* Begin DOCUMENT EXTRACT *

Abstract

Privacy-preserving data publishing is a process of releasing the anonymized dataset for various purposes of analysis and research. Earlier, researchers have dealt with datasets considering it would contain only one record for an individual [1:1 dataset], which is uncompromising in various applications. Later, many researchers concentrate on the dataset, where an individual has multiple records [1:M dataset]. In the paper, a model f-slip was proposed that can address the various attacks such as Background Knowledge (bk) attack, Multiple Sensitive attribute correlation attack (MSAcorr), Quasi-identifier correlation attack(QIcorr), Non-membership correlation attack(NMcorr) and Membership correlation attack(Mcorr) in 1:M dataset and the solutions for the attacks. In f-slip, the anatomization was performed to divide the raw table into two sub-tables (1) quasi-identifier and (2) sensitive attributes. The correlation of sensitive attributes is computed to anonymize the sensitive attributes without breaking the linking relationship. Further, the quasi-identifier table was divided and k-anonymity was implemented on it. An efficient anonymization technique, frequency-slicing, was also developed to anonymize the sensitive attributes. The novel approach in the f-slip model is the slicing of records according to the frequency of occurrences of sensitive attribute values in each sub-table. The workload experiment proves that the f-slip model is consistent as the number of records increases. Extensive experiments were performed on a real-world dataset Informs and proved that the f-slip model outstrips the state-of-the-art techniques in terms of utility loss, efficiency and also acquires an optimal balance between privacy and utility.

* End DOCUMENT EXTRACT *
* Begin INPUT FOR THIS TASK *

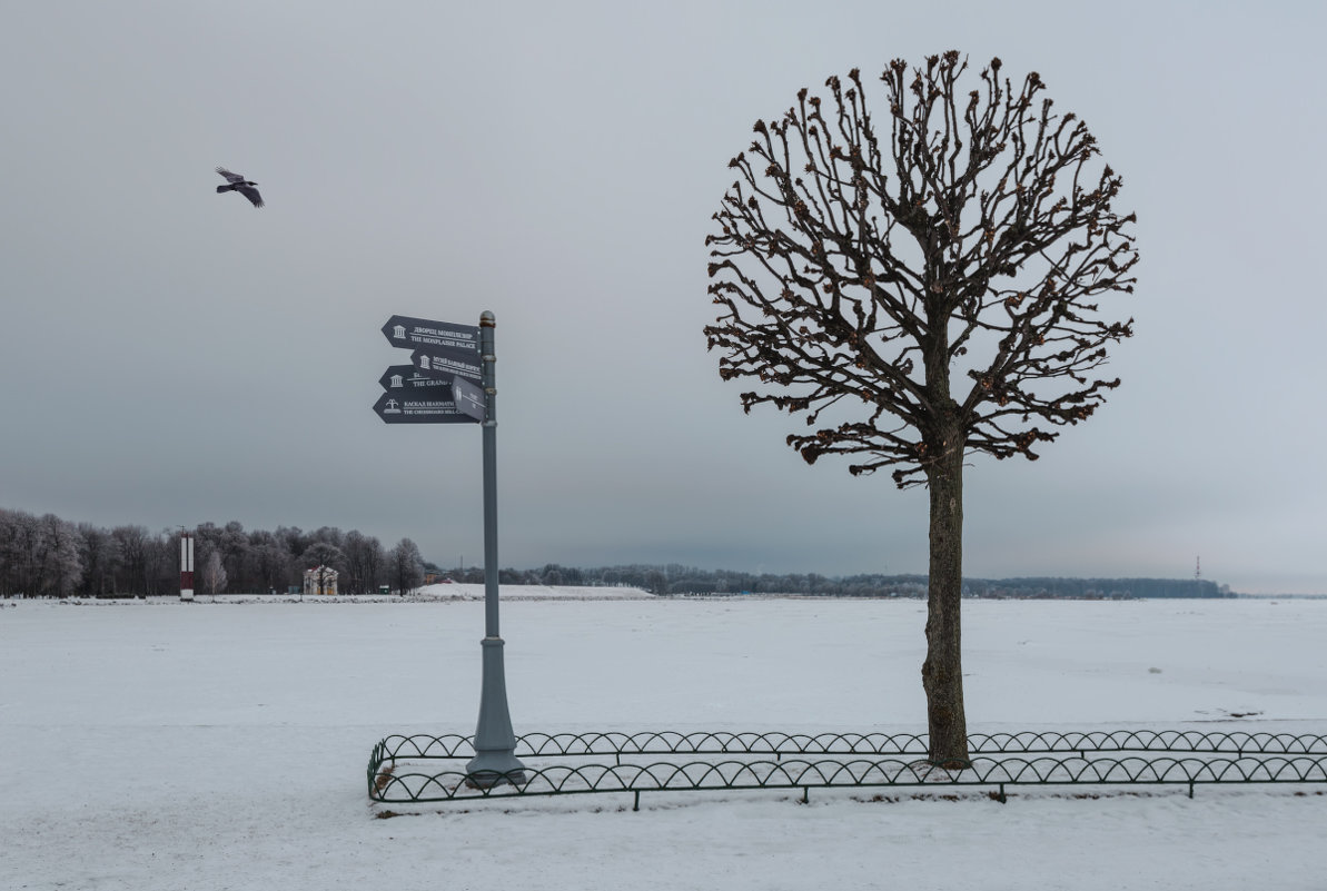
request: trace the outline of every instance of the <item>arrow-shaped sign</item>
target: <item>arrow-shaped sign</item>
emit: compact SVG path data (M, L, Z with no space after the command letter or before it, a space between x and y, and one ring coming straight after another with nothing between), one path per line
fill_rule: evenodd
M459 357L453 353L442 353L437 348L423 348L410 353L414 369L426 377L468 377L472 381L483 380L483 369L479 365L479 353Z
M449 393L450 396L450 393ZM386 424L475 424L451 398L384 393L373 404Z
M474 325L391 316L387 324L382 325L382 333L393 347L427 349L453 359L479 357L479 329Z
M378 378L382 389L393 396L410 396L431 400L450 400L450 377L426 377L414 369L414 365L390 365L382 377Z
M458 377L451 382L451 401L456 404L456 409L462 414L468 414L476 421L484 420L484 409L488 406L488 400L484 398L482 389L463 377Z

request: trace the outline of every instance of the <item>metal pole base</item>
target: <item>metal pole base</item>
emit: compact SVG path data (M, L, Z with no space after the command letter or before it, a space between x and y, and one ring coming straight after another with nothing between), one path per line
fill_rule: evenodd
M525 765L516 758L516 734L507 710L507 683L503 671L503 639L484 637L483 687L479 694L479 726L475 729L475 757L466 765L466 785L491 789L504 782L525 782Z

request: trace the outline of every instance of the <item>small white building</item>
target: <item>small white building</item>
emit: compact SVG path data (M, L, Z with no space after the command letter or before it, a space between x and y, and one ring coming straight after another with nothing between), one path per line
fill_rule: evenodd
M326 594L336 596L336 576L337 571L329 566L316 566L312 570L304 570L304 594Z

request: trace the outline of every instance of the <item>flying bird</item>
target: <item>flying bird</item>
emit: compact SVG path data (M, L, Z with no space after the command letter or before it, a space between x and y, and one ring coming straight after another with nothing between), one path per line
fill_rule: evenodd
M251 202L253 202L255 207L263 206L263 197L257 194L257 189L253 189L253 186L257 185L256 182L249 182L244 177L239 175L238 173L231 173L226 167L218 167L216 173L226 177L226 182L230 183L227 186L218 186L216 187L218 193L238 191L239 194L244 195Z

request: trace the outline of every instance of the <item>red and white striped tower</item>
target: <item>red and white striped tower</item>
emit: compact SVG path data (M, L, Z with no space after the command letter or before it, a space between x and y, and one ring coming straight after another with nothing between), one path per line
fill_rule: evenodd
M194 536L179 535L179 599L194 599Z

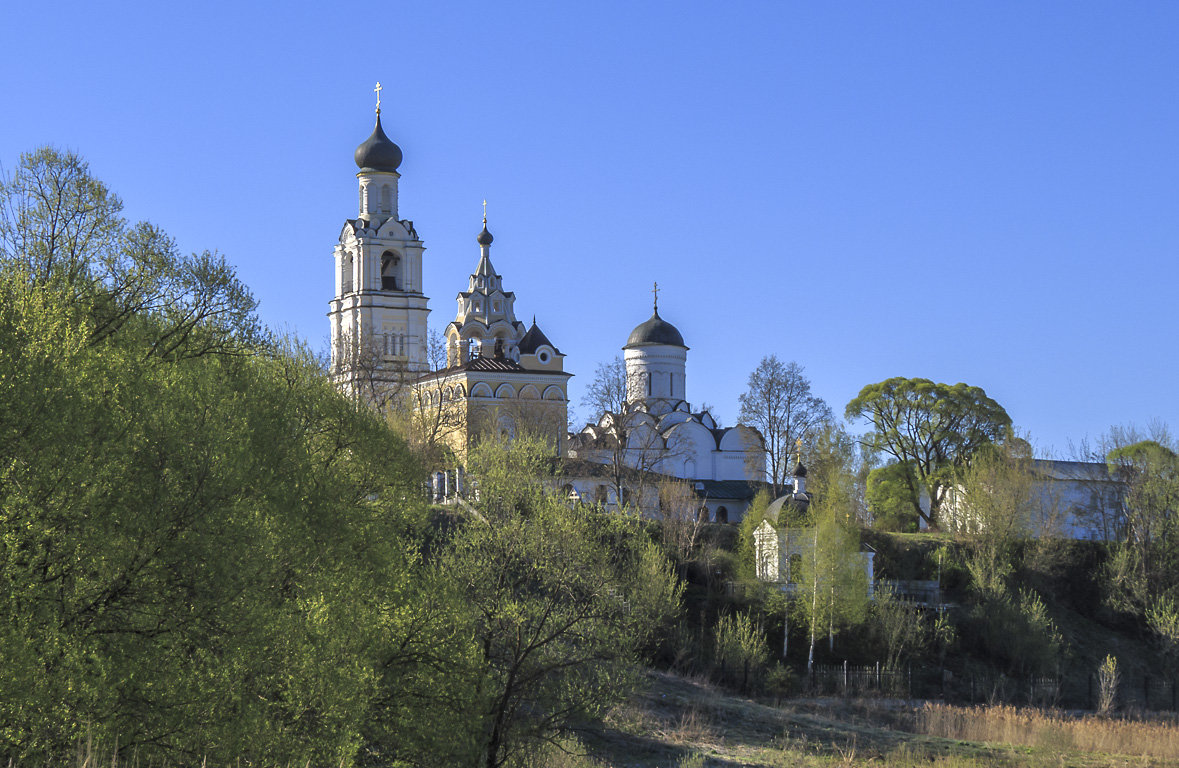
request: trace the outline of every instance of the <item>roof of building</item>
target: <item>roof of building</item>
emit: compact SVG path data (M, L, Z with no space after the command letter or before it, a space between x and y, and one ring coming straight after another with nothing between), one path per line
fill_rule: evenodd
M733 499L747 501L757 495L762 488L769 487L766 483L756 480L685 480L696 491L696 495L713 500Z
M552 347L554 353L561 354L561 350L548 340L545 332L536 324L536 319L533 317L532 328L528 329L528 333L523 335L523 339L520 340L520 343L516 344L516 347L520 349L521 355L531 355L544 346Z
M381 127L381 113L376 113L373 136L356 147L356 166L361 170L394 172L401 165L401 147L394 144Z
M659 316L658 309L651 315L650 320L634 327L634 330L631 332L630 337L626 340L624 349L648 344L666 344L687 349L687 344L684 343L684 336L680 335L676 326L672 326Z
M789 487L789 486L786 486ZM770 506L765 507L765 519L772 523L777 523L782 514L784 507L792 507L795 510L805 512L806 507L810 505L810 494L796 494L793 492L779 495L773 501L770 501Z

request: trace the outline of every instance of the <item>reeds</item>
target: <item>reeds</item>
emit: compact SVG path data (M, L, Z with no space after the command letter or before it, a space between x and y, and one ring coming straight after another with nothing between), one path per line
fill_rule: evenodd
M1059 750L1179 759L1179 724L1124 720L1016 707L951 707L927 703L917 710L917 733L961 741Z

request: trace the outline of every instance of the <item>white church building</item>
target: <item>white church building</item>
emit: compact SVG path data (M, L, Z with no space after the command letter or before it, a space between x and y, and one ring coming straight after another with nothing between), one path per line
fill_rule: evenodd
M455 320L443 329L446 360L430 359L429 300L422 293L426 247L414 223L400 216L403 156L381 125L380 84L377 96L376 125L354 155L358 212L344 222L334 251L335 296L328 319L331 374L338 386L378 407L411 396L419 411L446 414L446 442L460 462L488 428L514 434L518 426L541 425L554 433L554 449L568 467L591 470L573 477L573 494L607 505L619 499L607 498L593 465L611 461L607 454L618 452L606 446L625 434L628 466L686 480L710 519L739 520L765 485L764 441L756 429L720 428L706 411L692 411L686 400L689 348L679 330L659 316L658 303L623 348L621 413L600 414L580 433L567 435L572 374L535 320L531 327L516 320L515 295L503 288L490 262L493 237L485 215L476 237L479 262L467 290L457 294Z
M692 411L687 350L679 329L659 316L657 295L651 317L635 326L623 347L626 400L620 413L602 413L571 435L568 454L610 464L620 453L637 471L686 480L710 520L737 523L765 485L765 444L756 429L719 427L707 411ZM572 485L579 494L618 501L600 475Z

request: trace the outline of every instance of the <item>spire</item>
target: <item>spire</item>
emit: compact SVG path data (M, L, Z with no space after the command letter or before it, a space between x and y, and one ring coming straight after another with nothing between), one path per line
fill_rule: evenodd
M487 282L482 283L486 289L492 289L496 287L495 268L492 267L492 234L487 231L487 201L483 201L483 230L479 232L475 237L475 242L479 243L479 265L475 267L475 274L472 275L472 290L479 284L479 277L486 277Z
M489 231L487 231L487 201L483 201L483 231L479 234L479 236L475 238L475 242L479 243L486 251L487 247L492 244L493 239L495 238L492 237L492 234Z

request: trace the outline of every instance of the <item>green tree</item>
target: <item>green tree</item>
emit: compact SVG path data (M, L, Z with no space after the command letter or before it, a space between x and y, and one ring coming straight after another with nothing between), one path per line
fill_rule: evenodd
M808 670L815 663L817 639L825 632L834 649L835 635L863 622L868 606L868 573L859 553L851 471L854 446L835 426L824 429L815 446L808 472L814 495L809 508L811 527L801 533L799 569L790 575L797 584L795 611L808 626Z
M917 514L913 511L915 480L908 464L894 461L868 473L867 501L872 526L881 531L913 533Z
M835 634L862 622L868 606L858 534L838 506L818 504L814 519L814 527L803 534L798 572L790 575L798 590L793 606L808 628L808 671L815 664L818 638L826 634L834 648Z
M867 419L864 435L881 451L913 470L909 500L914 514L931 527L941 524L941 508L954 486L955 472L974 452L1002 438L1012 419L979 387L944 385L928 379L888 379L868 385L848 403L848 419ZM922 508L922 495L929 511Z
M1147 611L1179 598L1179 454L1166 442L1139 440L1111 449L1107 464L1125 487L1112 596L1124 608Z
M4 211L0 755L350 764L456 623L404 445L77 157Z
M496 459L487 453L500 453ZM472 466L534 467L542 441L485 441ZM474 685L467 713L487 768L523 759L601 715L633 682L635 663L679 605L680 588L643 524L571 507L554 485L479 477L482 520L467 520L437 563L467 605ZM496 488L514 487L513 500Z
M810 380L798 363L783 363L776 355L769 355L749 374L740 395L740 422L758 429L765 439L773 495L778 495L786 479L796 442L802 440L810 446L822 425L830 420L831 408L811 394ZM759 452L756 458L760 461Z

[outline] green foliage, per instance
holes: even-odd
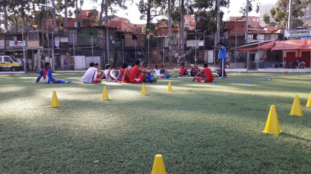
[[[264,12],[262,15],[262,20],[265,24],[269,25],[270,24],[270,16],[267,13]]]
[[[277,23],[275,22],[271,22],[270,24],[269,24],[269,26],[271,27],[275,27],[277,25]]]
[[[305,23],[303,24],[303,25],[307,26],[311,26],[311,20],[309,21],[309,23]]]
[[[1,173],[150,173],[156,154],[168,173],[309,173],[308,73],[228,73],[217,85],[161,79],[145,84],[148,95],[141,84],[87,84],[83,75],[33,84],[37,73],[0,74]],[[60,107],[49,106],[53,90]],[[289,115],[295,95],[302,117]],[[271,105],[280,135],[261,132]]]
[[[258,13],[259,11],[259,5],[260,4],[260,2],[259,0],[248,0],[248,12],[250,13],[254,10],[253,9],[252,2],[256,3],[255,11],[256,13]],[[240,13],[242,14],[242,17],[245,18],[246,16],[246,4],[244,3],[242,7],[240,8]]]
[[[303,26],[303,21],[299,19],[294,19],[292,22],[292,27],[296,28]]]
[[[154,38],[157,35],[157,32],[160,30],[157,27],[158,26],[157,24],[150,23],[149,29],[147,29],[146,24],[143,24],[141,28],[141,33],[146,34],[146,38],[148,39]]]
[[[270,14],[274,18],[278,27],[286,28],[288,23],[288,10],[289,1],[279,0],[276,4],[276,6],[270,10]],[[298,18],[298,17],[303,16],[302,9],[306,5],[311,3],[311,0],[300,1],[294,0],[293,3],[293,19]]]

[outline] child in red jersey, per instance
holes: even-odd
[[[52,75],[52,66],[49,62],[46,62],[44,64],[44,66],[46,68],[41,69],[40,71],[40,74],[39,74],[35,82],[32,83],[37,83],[39,82],[39,81],[40,81],[42,77],[43,77],[43,79],[44,79],[44,81],[46,83],[69,83],[71,82],[71,79],[69,79],[66,81],[54,79]]]
[[[213,77],[213,74],[212,71],[208,68],[208,65],[207,63],[203,64],[203,68],[204,68],[202,71],[199,72],[193,77],[192,82],[195,81],[195,79],[197,79],[199,82],[212,82],[214,80],[214,77]]]
[[[130,71],[130,81],[132,83],[139,83],[144,80],[144,78],[150,83],[156,82],[157,80],[152,79],[147,74],[147,71],[140,63],[139,60],[135,61],[135,65]]]

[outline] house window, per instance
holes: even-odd
[[[5,35],[5,40],[13,40],[13,34],[6,34]]]
[[[29,38],[28,38],[28,40],[38,40],[38,39],[39,39],[38,33],[29,33]]]

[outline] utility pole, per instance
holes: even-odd
[[[288,14],[288,24],[287,29],[292,29],[292,18],[293,17],[293,0],[289,0],[289,12]]]
[[[54,26],[54,31],[57,31],[58,29],[57,28],[57,24],[56,24],[56,14],[55,14],[55,0],[52,1],[52,7],[50,7],[51,9],[51,12],[53,15],[53,22]]]
[[[78,8],[77,8],[77,0],[75,1],[75,20],[76,20],[76,26],[75,26],[76,27],[79,27],[79,15],[78,15]]]
[[[247,37],[248,36],[248,2],[246,0],[246,20],[245,23],[245,43],[247,43]]]
[[[217,36],[216,37],[216,42],[218,42],[220,41],[219,38],[220,34],[220,0],[217,0]]]

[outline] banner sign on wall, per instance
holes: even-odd
[[[301,37],[311,36],[311,29],[307,28],[300,30],[284,30],[285,37]]]
[[[10,41],[10,46],[25,46],[25,41],[15,40]]]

* End INPUT FOR THIS TASK *

■ **WRITTEN INSTRUCTION A**: Translate this sentence from the abstract on privacy-preserving data publishing into Spanish: "The workload experiment proves that the f-slip model is consistent as the number of records increases."
■ **WRITTEN INSTRUCTION B**: Duplicate the entries from the line with "[outline] house window, per instance" up to and including the last line of the entries.

■ **CORRECT OUTPUT A**: El experimento de carga de trabajo demuestra que el modelo f-slip es consistente a medida que aumenta el número de registros.

■ **CORRECT OUTPUT B**:
[outline] house window, per instance
holes: even-odd
[[[5,35],[5,40],[13,40],[13,34],[6,34]]]
[[[29,38],[28,38],[28,40],[38,40],[38,39],[39,39],[38,33],[29,33]]]

[outline] utility pole, per instance
holes: even-odd
[[[288,14],[288,24],[287,29],[292,29],[292,18],[293,17],[293,0],[289,0],[289,12]]]
[[[54,26],[54,31],[57,31],[58,29],[57,28],[57,24],[56,24],[56,14],[55,14],[55,0],[52,1],[52,7],[50,7],[51,9],[51,12],[53,15],[53,22]]]
[[[78,8],[77,8],[77,0],[75,1],[75,20],[76,20],[76,26],[75,26],[76,27],[79,27],[79,15],[78,15]]]
[[[247,37],[248,36],[248,2],[246,0],[246,20],[245,23],[245,43],[247,43]]]
[[[217,36],[216,37],[216,42],[218,42],[220,41],[219,38],[220,34],[220,0],[217,0]]]

[outline] banner sign on wall, per instance
holes: even-odd
[[[301,37],[311,36],[311,29],[307,28],[300,30],[284,30],[285,37]]]
[[[10,41],[10,46],[25,46],[25,41],[15,40]]]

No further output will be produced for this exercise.